ITEMS
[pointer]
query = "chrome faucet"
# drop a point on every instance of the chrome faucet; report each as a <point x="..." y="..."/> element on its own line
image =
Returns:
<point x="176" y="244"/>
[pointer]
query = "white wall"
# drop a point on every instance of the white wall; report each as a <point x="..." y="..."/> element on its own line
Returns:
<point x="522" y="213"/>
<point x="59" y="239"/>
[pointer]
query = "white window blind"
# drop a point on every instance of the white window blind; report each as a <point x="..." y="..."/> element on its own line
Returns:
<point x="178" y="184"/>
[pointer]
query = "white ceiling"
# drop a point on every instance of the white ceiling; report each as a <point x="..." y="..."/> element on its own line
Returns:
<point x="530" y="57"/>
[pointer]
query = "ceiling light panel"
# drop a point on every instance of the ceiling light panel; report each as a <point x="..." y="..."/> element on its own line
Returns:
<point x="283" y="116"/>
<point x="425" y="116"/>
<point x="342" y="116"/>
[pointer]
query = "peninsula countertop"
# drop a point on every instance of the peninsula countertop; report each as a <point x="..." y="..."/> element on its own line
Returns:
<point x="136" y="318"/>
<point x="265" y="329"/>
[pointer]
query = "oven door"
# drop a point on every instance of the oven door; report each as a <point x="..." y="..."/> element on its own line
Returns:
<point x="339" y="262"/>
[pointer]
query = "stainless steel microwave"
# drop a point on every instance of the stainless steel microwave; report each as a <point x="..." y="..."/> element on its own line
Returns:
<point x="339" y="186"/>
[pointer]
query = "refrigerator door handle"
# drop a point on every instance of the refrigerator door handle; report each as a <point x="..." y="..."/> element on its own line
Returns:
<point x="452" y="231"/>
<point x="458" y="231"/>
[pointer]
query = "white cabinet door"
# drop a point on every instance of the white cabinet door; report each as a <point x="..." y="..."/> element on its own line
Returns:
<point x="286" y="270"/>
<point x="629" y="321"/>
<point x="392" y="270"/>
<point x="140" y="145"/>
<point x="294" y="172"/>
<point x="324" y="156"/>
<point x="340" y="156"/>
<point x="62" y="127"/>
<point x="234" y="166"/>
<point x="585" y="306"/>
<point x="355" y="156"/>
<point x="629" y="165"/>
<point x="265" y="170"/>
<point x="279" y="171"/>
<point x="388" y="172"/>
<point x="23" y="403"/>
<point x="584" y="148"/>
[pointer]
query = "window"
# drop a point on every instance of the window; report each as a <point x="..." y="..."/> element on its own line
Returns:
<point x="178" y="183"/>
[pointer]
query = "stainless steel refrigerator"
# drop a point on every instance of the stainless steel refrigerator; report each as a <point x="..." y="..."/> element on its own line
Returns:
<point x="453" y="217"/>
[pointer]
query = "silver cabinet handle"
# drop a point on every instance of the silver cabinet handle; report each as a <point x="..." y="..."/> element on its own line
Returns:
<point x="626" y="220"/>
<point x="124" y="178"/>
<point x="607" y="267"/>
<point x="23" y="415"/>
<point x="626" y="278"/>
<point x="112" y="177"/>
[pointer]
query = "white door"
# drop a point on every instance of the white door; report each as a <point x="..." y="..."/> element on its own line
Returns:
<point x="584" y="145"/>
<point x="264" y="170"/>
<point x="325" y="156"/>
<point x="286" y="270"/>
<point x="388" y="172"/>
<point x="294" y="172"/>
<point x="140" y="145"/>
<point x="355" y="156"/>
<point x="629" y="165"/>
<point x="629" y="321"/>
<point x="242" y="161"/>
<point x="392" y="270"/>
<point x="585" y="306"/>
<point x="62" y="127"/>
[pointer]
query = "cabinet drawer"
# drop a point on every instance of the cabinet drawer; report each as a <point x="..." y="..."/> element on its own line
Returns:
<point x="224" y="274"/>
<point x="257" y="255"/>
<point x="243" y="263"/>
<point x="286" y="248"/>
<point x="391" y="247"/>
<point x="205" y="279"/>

GIVEN INSTRUCTION
Write all of the records out again exactly.

ANSWER
[pointer]
query = "chrome faucet"
# drop a point on every instance of the chrome faucet; report each as a <point x="..." y="..."/> element on its own line
image =
Returns:
<point x="176" y="244"/>
[pointer]
query = "white wall"
# drop a point on every instance of the white wall; report each as a <point x="..." y="..."/> element on its own line
Returns:
<point x="522" y="213"/>
<point x="59" y="239"/>
[pointer]
query = "white window blind"
# drop a point on every instance of the white window blind; report each as a <point x="..." y="..."/> element on its own line
Returns:
<point x="178" y="184"/>
[pointer]
query = "white ceiling"
# drop a point on every instance of the white ceiling; report each as a <point x="..." y="..."/> element on its own line
Returns:
<point x="530" y="57"/>
[pointer]
query = "ceiling light panel"
# drop a point on every instance of the ceiling light panel; report each as a <point x="..." y="..."/> element on its own line
Returns:
<point x="283" y="116"/>
<point x="425" y="116"/>
<point x="342" y="116"/>
[pointer]
query = "peninsula countertop"
# drop a point on every instance of the peninsula countertop; report each as a <point x="..." y="..."/> element on its own line
Returns:
<point x="136" y="318"/>
<point x="265" y="329"/>
[pointer]
query = "oven door"
# drop a point on every instance of the oven door; report each as a <point x="..." y="..."/> element on its own line
Returns:
<point x="339" y="262"/>
[pointer]
query = "stainless steel microwave"
# drop a point on every instance of the stainless steel microwave; report each as a <point x="..." y="..."/> element on its own line
Returns:
<point x="339" y="186"/>
[pointer]
query = "refrigerator door handle"
# drop a point on every instance of the refrigerator door handle; report each as a <point x="..." y="..."/> element on its own line
Returns:
<point x="452" y="231"/>
<point x="458" y="231"/>
[pointer]
query = "white cabinet door"
# drop a point on every instance of the white cabinet door; report each as a <point x="..." y="..."/> element on its own line
Returns:
<point x="286" y="270"/>
<point x="629" y="321"/>
<point x="392" y="270"/>
<point x="140" y="145"/>
<point x="294" y="172"/>
<point x="324" y="156"/>
<point x="340" y="156"/>
<point x="62" y="127"/>
<point x="234" y="166"/>
<point x="585" y="306"/>
<point x="355" y="156"/>
<point x="629" y="165"/>
<point x="265" y="170"/>
<point x="279" y="171"/>
<point x="388" y="172"/>
<point x="23" y="403"/>
<point x="584" y="148"/>
[pointer]
query = "window"
# drop a point on every instance of the window; report each as a <point x="..." y="..."/> element on its own line
Returns:
<point x="178" y="183"/>
[pointer]
query = "stainless steel refrigerator"
# drop a point on every instance of the stainless steel refrigerator; report each as a <point x="..." y="..."/> element on its own line
Returns:
<point x="453" y="217"/>
[pointer]
query = "silver cabinet handle"
# drop a point on every instance of the silver cabinet handle; report each as a <point x="..." y="..."/> element on its own line
Returns:
<point x="626" y="220"/>
<point x="124" y="178"/>
<point x="607" y="267"/>
<point x="23" y="415"/>
<point x="626" y="278"/>
<point x="112" y="177"/>
[pointer]
query = "white door"
# drop a point on every instance of the white door; report each as a <point x="..." y="..."/> element on its own line
Returns:
<point x="584" y="145"/>
<point x="264" y="170"/>
<point x="325" y="156"/>
<point x="286" y="270"/>
<point x="388" y="172"/>
<point x="294" y="172"/>
<point x="140" y="145"/>
<point x="355" y="156"/>
<point x="629" y="165"/>
<point x="629" y="321"/>
<point x="242" y="161"/>
<point x="392" y="270"/>
<point x="585" y="306"/>
<point x="62" y="127"/>
[pointer]
query = "cabinet drawer"
# drop a point on every instance of the cabinet drawer; report each as a <point x="..." y="..."/> element on its own line
Returns:
<point x="224" y="274"/>
<point x="257" y="255"/>
<point x="243" y="263"/>
<point x="286" y="248"/>
<point x="391" y="247"/>
<point x="205" y="279"/>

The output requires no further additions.